Please reproduce, word for word, the lines of the records below from the line holding "Can you see the girl's forearm?" through the line holding "[[117, 47]]", both included.

════════════════════

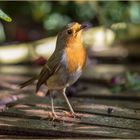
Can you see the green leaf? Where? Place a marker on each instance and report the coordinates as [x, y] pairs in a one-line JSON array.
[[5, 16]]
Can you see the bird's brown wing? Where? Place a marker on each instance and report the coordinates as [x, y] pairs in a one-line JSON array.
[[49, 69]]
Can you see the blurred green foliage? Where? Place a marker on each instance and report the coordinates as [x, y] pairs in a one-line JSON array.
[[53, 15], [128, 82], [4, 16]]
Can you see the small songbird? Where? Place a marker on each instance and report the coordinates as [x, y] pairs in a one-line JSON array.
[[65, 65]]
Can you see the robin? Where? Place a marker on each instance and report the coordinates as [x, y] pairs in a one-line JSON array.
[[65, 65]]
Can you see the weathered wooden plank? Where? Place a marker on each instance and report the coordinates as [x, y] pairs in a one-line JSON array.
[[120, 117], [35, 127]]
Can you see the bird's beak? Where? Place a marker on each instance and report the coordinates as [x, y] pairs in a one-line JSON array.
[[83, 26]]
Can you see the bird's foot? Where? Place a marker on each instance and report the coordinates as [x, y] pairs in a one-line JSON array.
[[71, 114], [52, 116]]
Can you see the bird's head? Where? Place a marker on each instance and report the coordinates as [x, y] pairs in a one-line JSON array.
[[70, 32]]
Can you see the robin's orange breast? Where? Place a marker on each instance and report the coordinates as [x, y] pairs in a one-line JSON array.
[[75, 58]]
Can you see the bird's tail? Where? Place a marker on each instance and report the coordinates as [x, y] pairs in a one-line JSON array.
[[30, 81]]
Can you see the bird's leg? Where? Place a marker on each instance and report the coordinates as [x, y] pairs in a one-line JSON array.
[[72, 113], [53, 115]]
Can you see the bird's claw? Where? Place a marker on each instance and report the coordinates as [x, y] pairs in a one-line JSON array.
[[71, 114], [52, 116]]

════════════════════

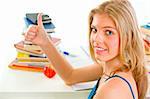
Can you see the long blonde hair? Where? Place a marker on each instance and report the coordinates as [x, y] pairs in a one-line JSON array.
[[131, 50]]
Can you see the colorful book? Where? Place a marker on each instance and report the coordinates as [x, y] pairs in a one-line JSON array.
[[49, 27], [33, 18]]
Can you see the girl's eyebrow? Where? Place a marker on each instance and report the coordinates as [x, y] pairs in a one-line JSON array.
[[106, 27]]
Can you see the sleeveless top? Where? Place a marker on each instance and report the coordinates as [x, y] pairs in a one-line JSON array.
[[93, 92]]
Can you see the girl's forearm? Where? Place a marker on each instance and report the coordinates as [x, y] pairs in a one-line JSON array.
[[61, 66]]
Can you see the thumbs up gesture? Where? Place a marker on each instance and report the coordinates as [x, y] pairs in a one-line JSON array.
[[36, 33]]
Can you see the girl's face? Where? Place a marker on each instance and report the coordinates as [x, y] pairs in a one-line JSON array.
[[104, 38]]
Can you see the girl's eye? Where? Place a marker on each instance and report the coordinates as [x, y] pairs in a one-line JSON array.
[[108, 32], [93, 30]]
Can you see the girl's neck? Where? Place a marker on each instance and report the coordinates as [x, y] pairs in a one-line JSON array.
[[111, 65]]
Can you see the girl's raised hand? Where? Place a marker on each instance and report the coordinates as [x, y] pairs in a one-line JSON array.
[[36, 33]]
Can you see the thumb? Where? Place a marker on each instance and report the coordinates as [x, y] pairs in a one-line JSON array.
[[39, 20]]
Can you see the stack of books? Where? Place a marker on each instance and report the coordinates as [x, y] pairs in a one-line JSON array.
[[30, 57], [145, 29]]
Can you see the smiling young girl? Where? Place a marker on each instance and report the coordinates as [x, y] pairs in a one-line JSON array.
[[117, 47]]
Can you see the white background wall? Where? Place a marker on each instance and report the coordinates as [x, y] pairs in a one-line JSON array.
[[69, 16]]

════════════════════

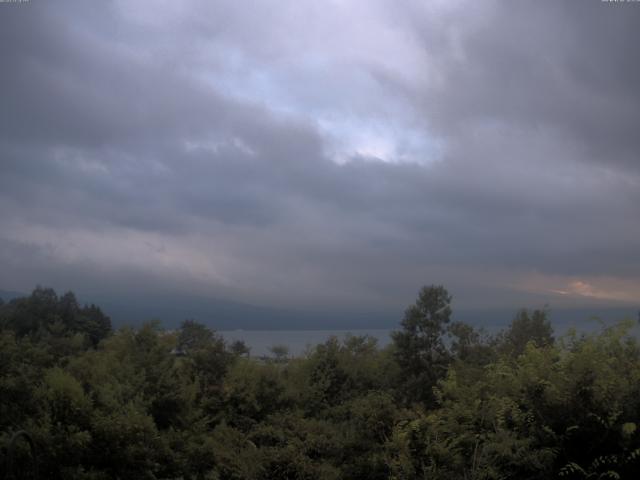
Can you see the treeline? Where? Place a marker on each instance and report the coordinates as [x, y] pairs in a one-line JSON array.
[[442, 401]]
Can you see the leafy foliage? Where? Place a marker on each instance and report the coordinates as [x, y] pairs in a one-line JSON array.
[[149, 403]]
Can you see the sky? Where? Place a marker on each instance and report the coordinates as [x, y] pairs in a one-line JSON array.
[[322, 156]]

════════════════════

▶ [Task response]
Can you see the girl's forearm? Where? Place a marker on each instance and report the coordinates as [x, y] pairs in a one-line JSON array.
[[61, 66]]
Can you see the thumbs up gesture? Where? Place a marker on each instance and report the coordinates as [x, y] pairs in a one-line JSON array.
[[36, 33]]
Can you see the girl's face? Where? Place a marker on each instance and report the coordinates as [x, y] pairs in a one-line JSON array.
[[104, 38]]
Can you see the girl's eye? Where? Place a marker on each instance and report the coordinates as [x, y] pairs in a one-line JSON array.
[[108, 32], [93, 30]]
Can you see the girl's neck? Where? Place a marker on each instance and report the coordinates as [x, y] pairs in a one-line JSON array.
[[111, 65]]
Can you see the girl's raised hand? Where? Place a marker on each instance and report the coordinates as [x, y] pairs in a one-line JSON array.
[[36, 33]]
Can you see the thumb? Where? Place a marker on each instance and report the coordinates as [x, y] pairs in a one-line JSON array.
[[39, 20]]
Can you see the stack of books? Where? Place a marker on each instance and report the coordinates as [x, y] pairs in a one-line JSON array.
[[30, 57], [145, 29]]
Can you see the smiling young girl? Where? Place a marker on each instance and report the coordinates as [x, y] pairs in a one-line JSON array.
[[117, 47]]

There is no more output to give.